- _REQUIRED WORK_
Report each line of the data that includes the word "shorts".

========================================================================

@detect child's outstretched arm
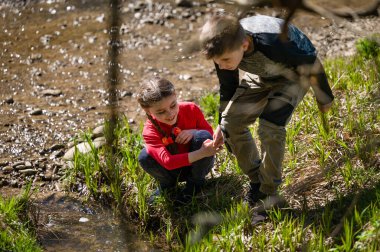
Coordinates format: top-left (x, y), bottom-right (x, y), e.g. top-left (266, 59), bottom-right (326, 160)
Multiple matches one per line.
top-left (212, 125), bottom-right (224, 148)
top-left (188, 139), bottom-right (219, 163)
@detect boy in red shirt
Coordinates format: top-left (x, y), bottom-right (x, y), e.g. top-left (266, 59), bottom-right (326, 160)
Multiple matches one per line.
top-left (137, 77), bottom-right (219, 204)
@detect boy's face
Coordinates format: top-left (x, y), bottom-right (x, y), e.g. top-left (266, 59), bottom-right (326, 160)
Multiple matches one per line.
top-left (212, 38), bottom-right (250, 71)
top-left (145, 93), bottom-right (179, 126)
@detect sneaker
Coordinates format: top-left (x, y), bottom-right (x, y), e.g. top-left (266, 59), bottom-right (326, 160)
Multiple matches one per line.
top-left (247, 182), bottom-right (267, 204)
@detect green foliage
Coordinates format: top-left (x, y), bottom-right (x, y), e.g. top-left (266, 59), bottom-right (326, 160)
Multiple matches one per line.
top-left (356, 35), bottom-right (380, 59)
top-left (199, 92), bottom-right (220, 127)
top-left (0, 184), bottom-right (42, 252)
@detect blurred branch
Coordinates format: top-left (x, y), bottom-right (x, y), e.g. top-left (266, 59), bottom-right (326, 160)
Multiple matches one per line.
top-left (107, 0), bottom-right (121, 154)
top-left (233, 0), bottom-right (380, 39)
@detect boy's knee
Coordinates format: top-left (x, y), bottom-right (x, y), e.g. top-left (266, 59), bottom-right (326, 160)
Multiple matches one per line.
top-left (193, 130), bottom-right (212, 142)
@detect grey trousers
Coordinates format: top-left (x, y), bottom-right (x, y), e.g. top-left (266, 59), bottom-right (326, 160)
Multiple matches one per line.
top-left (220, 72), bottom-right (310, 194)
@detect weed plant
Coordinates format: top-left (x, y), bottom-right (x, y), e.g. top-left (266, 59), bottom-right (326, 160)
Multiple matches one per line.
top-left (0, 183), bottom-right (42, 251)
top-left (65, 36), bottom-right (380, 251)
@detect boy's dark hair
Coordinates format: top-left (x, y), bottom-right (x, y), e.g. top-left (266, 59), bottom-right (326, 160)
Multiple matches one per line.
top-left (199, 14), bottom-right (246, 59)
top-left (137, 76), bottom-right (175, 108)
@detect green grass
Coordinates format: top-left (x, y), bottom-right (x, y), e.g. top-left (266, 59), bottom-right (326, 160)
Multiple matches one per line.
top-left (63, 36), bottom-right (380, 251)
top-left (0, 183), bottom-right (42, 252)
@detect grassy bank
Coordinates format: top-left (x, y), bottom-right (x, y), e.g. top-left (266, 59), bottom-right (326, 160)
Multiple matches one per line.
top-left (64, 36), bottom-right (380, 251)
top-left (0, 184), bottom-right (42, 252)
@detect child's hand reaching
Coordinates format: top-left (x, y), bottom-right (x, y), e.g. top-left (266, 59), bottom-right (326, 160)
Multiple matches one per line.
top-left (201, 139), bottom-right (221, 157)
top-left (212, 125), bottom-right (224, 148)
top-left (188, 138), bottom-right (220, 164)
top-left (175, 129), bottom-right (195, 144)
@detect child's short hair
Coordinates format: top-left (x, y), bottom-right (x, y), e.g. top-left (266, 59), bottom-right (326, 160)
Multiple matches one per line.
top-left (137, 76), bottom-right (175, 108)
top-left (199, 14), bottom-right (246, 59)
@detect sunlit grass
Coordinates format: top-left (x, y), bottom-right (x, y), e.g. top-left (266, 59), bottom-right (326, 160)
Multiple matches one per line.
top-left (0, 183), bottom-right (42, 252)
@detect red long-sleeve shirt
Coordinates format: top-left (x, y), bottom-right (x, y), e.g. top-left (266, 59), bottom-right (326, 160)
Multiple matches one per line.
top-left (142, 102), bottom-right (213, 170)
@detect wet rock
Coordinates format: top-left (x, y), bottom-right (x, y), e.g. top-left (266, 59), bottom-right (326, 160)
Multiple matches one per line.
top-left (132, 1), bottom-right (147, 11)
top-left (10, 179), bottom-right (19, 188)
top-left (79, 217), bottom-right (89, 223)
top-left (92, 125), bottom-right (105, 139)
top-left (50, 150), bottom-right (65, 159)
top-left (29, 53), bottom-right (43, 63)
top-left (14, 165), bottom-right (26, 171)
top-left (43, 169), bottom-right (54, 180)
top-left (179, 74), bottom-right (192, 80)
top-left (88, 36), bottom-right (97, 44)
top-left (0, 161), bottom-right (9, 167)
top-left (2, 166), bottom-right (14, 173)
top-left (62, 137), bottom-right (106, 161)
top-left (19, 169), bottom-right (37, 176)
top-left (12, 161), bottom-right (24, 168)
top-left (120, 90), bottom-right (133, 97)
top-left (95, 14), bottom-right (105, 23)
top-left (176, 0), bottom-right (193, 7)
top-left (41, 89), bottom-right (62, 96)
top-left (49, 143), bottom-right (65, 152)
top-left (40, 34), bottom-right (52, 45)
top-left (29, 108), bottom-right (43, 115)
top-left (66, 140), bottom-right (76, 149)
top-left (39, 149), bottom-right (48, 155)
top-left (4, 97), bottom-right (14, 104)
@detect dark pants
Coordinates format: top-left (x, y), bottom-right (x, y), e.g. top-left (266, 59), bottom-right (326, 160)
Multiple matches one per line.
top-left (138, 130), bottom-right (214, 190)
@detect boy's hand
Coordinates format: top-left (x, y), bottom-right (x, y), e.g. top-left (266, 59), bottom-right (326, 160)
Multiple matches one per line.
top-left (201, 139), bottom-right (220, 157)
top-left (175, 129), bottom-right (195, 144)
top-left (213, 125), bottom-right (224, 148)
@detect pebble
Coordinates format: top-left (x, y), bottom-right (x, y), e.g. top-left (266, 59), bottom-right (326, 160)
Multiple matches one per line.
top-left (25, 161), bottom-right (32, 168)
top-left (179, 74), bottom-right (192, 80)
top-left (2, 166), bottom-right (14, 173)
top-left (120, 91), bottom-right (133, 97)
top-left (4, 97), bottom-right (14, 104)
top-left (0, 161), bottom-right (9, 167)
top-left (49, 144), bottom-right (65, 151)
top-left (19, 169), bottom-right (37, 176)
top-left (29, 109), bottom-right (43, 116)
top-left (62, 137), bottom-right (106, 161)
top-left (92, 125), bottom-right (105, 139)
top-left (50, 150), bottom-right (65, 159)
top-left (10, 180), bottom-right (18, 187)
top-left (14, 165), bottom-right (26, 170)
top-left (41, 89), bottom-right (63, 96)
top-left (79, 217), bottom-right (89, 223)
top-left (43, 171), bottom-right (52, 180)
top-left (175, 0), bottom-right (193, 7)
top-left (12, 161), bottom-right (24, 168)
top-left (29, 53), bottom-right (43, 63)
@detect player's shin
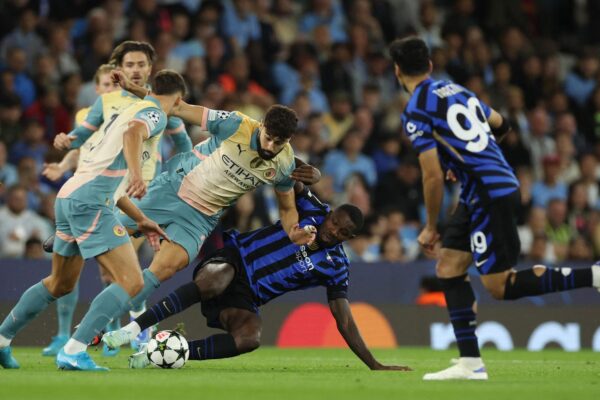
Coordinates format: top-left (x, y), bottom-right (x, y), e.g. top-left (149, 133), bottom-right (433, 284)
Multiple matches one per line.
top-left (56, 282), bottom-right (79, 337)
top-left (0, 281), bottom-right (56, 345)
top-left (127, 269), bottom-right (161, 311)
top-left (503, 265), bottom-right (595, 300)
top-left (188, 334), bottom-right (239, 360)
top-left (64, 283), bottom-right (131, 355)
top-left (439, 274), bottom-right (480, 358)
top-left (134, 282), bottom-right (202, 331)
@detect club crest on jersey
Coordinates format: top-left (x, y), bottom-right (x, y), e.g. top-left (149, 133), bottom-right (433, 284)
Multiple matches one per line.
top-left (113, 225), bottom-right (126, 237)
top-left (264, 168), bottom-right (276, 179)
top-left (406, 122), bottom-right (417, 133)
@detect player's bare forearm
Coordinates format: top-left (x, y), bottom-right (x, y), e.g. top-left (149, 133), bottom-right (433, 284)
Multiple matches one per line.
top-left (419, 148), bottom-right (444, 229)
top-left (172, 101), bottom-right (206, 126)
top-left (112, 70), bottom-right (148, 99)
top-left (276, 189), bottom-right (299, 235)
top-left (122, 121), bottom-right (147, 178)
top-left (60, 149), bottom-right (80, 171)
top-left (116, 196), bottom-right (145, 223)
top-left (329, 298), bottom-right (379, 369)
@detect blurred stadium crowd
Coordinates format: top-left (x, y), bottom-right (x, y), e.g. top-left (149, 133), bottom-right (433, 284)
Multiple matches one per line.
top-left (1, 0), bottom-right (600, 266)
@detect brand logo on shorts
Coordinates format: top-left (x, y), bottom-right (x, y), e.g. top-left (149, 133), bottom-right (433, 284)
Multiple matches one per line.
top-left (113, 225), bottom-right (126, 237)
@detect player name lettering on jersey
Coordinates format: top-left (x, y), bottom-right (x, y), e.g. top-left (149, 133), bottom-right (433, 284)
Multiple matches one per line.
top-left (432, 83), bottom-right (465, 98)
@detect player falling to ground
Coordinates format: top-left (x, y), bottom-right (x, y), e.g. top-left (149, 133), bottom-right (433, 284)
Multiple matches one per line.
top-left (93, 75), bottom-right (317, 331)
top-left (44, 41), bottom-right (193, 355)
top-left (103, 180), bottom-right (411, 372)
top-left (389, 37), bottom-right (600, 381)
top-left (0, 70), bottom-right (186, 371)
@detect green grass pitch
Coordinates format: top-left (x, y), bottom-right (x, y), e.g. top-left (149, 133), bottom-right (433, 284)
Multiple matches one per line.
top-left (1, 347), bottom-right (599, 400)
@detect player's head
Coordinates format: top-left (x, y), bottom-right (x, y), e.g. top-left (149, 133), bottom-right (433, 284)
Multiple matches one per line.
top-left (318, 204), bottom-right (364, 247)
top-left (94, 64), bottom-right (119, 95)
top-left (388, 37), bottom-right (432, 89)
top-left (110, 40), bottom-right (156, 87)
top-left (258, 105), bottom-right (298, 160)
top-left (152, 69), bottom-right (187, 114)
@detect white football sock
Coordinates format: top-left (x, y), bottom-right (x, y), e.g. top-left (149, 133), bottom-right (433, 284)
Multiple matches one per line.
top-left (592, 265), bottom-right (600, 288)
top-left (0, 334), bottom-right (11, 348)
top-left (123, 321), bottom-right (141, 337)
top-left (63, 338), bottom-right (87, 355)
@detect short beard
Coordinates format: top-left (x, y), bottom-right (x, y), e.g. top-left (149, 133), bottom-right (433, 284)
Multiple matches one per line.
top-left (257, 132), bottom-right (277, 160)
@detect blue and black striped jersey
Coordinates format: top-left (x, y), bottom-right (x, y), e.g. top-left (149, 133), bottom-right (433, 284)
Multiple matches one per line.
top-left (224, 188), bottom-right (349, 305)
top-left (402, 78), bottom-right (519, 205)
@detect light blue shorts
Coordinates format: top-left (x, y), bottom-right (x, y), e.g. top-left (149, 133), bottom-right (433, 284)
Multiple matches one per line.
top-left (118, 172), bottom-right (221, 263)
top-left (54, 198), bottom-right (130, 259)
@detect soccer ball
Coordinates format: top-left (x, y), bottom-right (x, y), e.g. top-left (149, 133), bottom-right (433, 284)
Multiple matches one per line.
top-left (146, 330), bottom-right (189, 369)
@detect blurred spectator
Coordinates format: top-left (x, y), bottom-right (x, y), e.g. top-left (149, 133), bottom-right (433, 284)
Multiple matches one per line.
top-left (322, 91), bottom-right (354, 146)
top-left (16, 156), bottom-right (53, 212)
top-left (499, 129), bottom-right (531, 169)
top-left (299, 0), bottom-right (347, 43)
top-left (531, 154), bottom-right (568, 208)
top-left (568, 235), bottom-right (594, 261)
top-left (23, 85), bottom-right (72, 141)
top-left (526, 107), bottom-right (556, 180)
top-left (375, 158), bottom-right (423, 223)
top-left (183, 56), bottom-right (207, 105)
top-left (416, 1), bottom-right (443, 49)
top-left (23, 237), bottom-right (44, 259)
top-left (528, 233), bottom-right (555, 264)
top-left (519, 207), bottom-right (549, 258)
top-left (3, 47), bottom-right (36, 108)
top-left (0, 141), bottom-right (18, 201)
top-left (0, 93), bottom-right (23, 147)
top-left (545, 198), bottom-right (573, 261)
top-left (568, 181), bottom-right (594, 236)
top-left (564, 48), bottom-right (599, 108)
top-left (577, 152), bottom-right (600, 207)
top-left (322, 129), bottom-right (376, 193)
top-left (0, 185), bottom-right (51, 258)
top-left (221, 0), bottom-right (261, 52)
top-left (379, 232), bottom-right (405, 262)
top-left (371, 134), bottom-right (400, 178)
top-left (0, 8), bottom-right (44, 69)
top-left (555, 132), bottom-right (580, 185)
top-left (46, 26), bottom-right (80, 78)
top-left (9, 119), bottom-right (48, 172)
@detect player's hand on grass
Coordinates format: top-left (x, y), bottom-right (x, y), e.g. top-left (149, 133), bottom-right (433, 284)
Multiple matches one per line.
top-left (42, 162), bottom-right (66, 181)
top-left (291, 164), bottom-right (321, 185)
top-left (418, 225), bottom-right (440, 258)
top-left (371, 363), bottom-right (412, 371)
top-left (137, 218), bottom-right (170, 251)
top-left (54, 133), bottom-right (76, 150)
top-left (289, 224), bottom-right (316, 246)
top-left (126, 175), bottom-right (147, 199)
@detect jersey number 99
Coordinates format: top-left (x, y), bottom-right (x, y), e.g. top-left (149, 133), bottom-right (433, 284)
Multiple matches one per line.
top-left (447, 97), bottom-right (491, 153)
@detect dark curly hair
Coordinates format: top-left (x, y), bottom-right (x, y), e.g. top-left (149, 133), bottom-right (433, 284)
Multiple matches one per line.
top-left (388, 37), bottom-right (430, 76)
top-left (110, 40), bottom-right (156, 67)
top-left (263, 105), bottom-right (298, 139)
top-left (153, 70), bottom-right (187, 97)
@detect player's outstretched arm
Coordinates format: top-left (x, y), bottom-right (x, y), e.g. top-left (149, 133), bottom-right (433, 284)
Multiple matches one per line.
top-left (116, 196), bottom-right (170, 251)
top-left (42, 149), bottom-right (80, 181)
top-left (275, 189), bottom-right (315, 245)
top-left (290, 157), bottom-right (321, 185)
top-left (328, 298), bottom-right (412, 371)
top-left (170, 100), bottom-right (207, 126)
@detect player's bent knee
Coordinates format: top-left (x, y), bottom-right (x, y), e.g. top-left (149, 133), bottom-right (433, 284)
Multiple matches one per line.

========================================================================

- _RESPONSE AREA_
@detect brand logo on shorts
@detect light blue shorts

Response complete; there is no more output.